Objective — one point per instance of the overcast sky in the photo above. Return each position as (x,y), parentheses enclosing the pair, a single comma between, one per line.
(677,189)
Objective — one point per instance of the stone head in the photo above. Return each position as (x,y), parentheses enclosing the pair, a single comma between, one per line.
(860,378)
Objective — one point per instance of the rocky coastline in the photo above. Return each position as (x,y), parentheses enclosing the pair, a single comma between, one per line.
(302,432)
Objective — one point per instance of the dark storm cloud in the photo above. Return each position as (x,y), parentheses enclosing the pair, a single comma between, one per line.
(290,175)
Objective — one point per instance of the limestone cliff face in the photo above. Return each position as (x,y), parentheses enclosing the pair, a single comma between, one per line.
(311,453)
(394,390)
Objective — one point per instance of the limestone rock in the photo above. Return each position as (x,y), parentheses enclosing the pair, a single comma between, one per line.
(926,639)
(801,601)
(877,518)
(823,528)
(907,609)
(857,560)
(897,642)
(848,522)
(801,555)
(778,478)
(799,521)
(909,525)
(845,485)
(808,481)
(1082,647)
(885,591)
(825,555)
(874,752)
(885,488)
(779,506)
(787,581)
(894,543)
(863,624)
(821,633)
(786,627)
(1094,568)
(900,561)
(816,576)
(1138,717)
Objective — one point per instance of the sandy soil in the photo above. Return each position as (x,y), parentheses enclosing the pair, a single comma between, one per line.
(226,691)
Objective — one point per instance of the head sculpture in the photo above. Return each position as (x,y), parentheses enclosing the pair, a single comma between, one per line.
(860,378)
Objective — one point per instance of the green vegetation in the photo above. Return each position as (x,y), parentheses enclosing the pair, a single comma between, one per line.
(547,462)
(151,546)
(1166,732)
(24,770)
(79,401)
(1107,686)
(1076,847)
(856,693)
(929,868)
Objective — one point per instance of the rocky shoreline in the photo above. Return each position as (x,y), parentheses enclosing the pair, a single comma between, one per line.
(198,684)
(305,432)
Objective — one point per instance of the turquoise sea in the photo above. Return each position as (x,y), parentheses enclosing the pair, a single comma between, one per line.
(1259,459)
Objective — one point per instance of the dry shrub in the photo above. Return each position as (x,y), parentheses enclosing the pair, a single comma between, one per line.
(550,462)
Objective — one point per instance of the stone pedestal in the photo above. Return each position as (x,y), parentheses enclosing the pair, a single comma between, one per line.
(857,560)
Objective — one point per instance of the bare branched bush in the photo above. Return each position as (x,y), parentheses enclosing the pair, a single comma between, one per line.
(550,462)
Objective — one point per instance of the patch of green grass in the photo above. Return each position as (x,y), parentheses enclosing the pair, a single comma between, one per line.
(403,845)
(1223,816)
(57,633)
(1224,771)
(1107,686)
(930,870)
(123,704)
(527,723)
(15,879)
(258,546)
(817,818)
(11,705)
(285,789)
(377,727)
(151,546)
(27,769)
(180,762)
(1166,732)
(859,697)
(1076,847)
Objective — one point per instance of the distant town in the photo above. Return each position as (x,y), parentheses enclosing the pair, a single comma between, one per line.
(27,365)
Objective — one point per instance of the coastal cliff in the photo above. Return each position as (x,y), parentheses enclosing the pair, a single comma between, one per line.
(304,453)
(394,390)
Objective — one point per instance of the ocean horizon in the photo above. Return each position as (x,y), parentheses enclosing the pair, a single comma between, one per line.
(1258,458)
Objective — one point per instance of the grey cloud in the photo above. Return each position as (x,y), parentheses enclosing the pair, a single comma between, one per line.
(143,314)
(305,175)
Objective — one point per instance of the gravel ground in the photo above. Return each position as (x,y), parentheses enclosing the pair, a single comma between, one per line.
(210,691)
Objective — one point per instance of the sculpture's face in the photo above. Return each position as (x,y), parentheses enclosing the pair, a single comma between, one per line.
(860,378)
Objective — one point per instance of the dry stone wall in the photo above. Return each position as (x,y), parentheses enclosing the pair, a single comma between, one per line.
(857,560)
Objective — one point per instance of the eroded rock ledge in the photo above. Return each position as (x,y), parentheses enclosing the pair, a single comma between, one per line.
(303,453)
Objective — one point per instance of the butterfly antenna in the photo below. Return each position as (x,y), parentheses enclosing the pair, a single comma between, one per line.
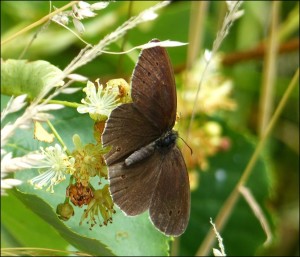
(186,144)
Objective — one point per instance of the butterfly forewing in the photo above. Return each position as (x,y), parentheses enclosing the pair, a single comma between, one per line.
(126,131)
(154,175)
(153,88)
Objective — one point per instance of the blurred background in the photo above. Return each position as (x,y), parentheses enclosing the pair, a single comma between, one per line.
(242,113)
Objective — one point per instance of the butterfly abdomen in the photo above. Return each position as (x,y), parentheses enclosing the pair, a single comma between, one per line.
(167,140)
(140,154)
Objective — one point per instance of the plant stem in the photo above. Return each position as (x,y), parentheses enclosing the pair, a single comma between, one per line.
(228,206)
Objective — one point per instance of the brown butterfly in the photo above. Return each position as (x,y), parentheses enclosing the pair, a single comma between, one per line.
(146,169)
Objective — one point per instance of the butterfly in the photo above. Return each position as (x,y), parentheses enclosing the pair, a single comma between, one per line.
(146,169)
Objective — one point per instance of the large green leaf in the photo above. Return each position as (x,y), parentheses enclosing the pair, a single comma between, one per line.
(23,77)
(125,236)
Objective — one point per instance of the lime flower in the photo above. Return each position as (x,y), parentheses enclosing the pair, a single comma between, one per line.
(80,194)
(98,103)
(215,89)
(89,161)
(56,164)
(65,211)
(101,205)
(120,88)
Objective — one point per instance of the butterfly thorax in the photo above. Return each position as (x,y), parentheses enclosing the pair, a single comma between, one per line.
(162,144)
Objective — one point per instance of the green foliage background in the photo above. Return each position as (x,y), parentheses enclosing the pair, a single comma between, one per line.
(27,214)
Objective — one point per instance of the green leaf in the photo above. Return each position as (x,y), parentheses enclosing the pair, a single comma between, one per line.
(26,228)
(23,77)
(125,236)
(243,233)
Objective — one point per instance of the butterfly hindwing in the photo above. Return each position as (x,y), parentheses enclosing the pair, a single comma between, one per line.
(170,205)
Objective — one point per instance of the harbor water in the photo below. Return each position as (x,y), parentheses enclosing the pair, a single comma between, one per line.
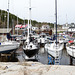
(41,57)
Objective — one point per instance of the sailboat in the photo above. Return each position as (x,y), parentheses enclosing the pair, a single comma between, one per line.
(70,47)
(8,45)
(54,48)
(30,46)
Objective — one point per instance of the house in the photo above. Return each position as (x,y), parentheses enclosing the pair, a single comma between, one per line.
(45,28)
(71,29)
(23,27)
(65,26)
(4,32)
(17,27)
(35,28)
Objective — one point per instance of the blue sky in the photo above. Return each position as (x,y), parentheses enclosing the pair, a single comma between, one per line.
(42,10)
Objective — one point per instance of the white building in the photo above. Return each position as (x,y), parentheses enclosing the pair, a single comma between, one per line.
(65,26)
(72,28)
(17,27)
(35,28)
(45,27)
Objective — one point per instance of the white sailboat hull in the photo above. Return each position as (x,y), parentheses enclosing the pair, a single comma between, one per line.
(71,51)
(9,46)
(53,50)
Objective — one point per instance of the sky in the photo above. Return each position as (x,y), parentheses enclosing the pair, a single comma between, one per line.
(42,10)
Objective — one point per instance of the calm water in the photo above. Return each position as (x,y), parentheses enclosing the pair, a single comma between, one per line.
(41,57)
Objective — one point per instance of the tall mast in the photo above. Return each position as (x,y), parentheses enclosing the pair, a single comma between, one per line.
(28,24)
(8,17)
(24,21)
(56,18)
(30,14)
(17,24)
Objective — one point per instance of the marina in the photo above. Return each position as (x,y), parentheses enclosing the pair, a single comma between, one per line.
(36,47)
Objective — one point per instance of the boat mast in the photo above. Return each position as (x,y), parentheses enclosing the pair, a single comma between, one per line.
(28,24)
(56,18)
(17,24)
(30,14)
(8,17)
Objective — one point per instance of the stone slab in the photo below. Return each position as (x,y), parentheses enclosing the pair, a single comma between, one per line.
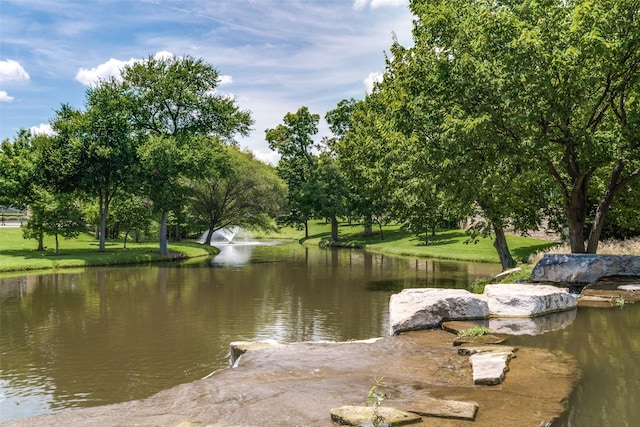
(525,300)
(490,367)
(538,325)
(584,268)
(441,408)
(425,308)
(357,415)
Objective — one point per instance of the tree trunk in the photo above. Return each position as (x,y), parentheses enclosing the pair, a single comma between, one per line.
(576,216)
(334,229)
(40,242)
(368,226)
(104,211)
(164,247)
(207,241)
(614,186)
(500,243)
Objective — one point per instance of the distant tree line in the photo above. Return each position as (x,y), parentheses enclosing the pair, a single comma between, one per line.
(513,114)
(517,115)
(152,146)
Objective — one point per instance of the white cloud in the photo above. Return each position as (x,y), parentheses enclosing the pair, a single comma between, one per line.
(42,129)
(374,4)
(372,79)
(4,96)
(163,54)
(12,70)
(225,80)
(113,67)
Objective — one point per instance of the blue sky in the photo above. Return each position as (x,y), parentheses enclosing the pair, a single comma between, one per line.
(274,55)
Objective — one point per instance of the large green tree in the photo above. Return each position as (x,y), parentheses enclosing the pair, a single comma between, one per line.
(101,146)
(293,140)
(551,84)
(174,102)
(243,193)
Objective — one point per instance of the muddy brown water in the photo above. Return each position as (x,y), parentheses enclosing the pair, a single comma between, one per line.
(107,335)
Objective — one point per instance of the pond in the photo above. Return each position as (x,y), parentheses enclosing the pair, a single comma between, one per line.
(108,335)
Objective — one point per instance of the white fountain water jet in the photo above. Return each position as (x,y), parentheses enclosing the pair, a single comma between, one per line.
(227,235)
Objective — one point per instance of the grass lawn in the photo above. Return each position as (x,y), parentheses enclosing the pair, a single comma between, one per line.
(449,244)
(18,254)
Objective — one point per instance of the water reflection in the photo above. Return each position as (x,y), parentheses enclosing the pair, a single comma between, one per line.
(113,334)
(605,343)
(236,254)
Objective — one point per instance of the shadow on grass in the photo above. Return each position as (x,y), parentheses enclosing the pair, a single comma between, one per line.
(522,253)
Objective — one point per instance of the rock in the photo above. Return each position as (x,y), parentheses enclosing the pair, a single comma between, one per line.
(470,350)
(490,365)
(522,300)
(456,326)
(632,288)
(357,415)
(415,309)
(482,339)
(238,348)
(584,268)
(532,325)
(507,272)
(441,408)
(607,298)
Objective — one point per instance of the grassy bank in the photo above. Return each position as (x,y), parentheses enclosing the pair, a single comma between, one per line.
(449,244)
(18,254)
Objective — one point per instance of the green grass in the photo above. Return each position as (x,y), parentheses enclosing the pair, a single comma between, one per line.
(18,254)
(449,244)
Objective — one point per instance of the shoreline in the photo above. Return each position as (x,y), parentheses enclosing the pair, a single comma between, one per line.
(299,384)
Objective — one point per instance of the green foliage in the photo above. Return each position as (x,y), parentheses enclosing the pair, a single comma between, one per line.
(543,91)
(293,141)
(476,331)
(54,215)
(244,193)
(17,254)
(374,398)
(180,118)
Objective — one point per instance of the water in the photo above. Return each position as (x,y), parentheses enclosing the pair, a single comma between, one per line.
(108,335)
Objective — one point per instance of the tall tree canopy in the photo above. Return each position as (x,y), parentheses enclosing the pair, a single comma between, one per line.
(174,103)
(293,140)
(548,85)
(101,156)
(243,193)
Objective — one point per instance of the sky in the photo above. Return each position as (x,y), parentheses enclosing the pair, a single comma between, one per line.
(273,56)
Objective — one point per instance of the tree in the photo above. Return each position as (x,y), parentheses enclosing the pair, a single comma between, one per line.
(370,154)
(105,158)
(243,193)
(174,100)
(55,214)
(329,191)
(130,213)
(555,83)
(293,140)
(17,169)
= = =
PROBLEM → Give back, word for word, only the lines from the one containing "Objective — one point per instance of the tree in" through the closing line of the entries.

WRITTEN REPLY →
Objective — one point per instance of the tree in the photo above. Return each position as (x,y), parentheses enclosing the pair, a single comma between, one per line.
(370,154)
(105,158)
(243,193)
(174,100)
(55,214)
(329,191)
(130,213)
(555,83)
(293,140)
(17,169)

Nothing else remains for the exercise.